_SELECTED PASSAGE_
To paraphrase an old Yiddush saying, men and women plan, pandemic laughs.
Take a look at some of completely unexpected winners…and losers recently anointed by the pandemic:
- With the population housebound, rideshare companies like Uber and Lyft have seen declines of 70-80 percent in usage. Instead, folks are substituting bicycles for public transportation and uber to get around without risk of infection, spawning a bike shortage.
- State COVID travel restrictions and quarantines have put the kibosh on vacation travel, which has left Air BNB (not to mention its millions of hosts) in the lurch. But under the press of isolation, the call of the open road still beckons and RV rentals are booming.
- Once all the rage, co-working spaces like WeWork are struggling because shared space is the last place that anyone wants to work right now. On the flip side, online furniture sales from companies like Wayfair (which also offers business accounts) are soaring as people are customizing their home space for work. (If you’re in the market for home office furniture, we posted some recommendations here two years ago.
- More time at home doesn’t just mean no movies (except drive-ins) and more Netflix. Folks stuck home are seeking comfort in other ways – from puppies to pepperoni.
Lawyers should pay attention to these mega-trends which make nifty micro-niches. For example, expect a rise in dog-bite cases with so many more dog adoptions, many by owners who are unfamiliar with training a pet. And while ordinary car accident numbers are down, the influx of RV drivers and bicyclists on the road — most lacking in experience –will likely lead to increased incidents.
Of course, lawyers can look to other practice areas – like trusts and estates or bankruptcy – old standbys in down times that can balance out the slow performing cases. But what’s exciting about micro-niches is that lawyers may not need to switch practice areas or need new skills to take those matters on. For example, a PI attorney with car accident experience could come up to speed more quickly on dog bite or bicycle matters than bankruptcy.
Moreover, as hot practice areas grow more competitive, mega-trends can help lawyers stand out. For example, as Air BNB struggles, so too have its hosts who often use rental revenues to cover their mortgage costs. If the pandemic continues, Air BNB hosts may consider foreclosure relief or bankruptcy – and astute bankruptcy lawyers can target this demographic to distinguish themselves in a crowded market.
Many lawyers are creatures of conventional wisdom. We fall back on precedent (things will bounce back as they did before) or experience (clients will always need an “in court” lawyer) that no longer hold true in the wake of a global epidemic. Today,we live in a world where we can no longer predict what will happen – but we can focus on and respond to what’s right in front of us. That’s where we solo and small firm lawyers have always stood out.
Maybe we can’t plan. So what? If we stay scrappy and nimble, follow the trends and think outside the box, we just might be the ones laughing.

_DATA SECTION_

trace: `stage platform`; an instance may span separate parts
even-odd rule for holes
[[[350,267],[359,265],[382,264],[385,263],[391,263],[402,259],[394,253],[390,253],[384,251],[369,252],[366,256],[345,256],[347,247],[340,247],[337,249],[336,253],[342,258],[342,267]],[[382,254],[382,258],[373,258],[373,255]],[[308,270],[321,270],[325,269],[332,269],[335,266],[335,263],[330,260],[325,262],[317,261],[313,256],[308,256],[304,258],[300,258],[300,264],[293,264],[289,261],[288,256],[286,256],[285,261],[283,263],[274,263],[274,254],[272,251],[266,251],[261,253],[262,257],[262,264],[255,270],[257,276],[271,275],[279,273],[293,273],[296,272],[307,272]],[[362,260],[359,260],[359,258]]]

_REQUIREMENT A_
Please write out the part of the article on pandemic business trends that begins at the words "- Once all the" and stops after the words "two years ago.".
_REQUIREMENT B_
List every company the article on pandemic business trends names.

_RESPONSE AREA A_
- Once all the rage, co-working spaces like WeWork are struggling because shared space is the last place that anyone wants to work right now. On the flip side, online furniture sales from companies like Wayfair (which also offers business accounts) are soaring as people are customizing their home space for work. (If you’re in the market for home office furniture, we posted some recommendations here two years ago.

_RESPONSE AREA B_
Uber
Lyft
Air BNB
WeWork
Wayfair
Netflix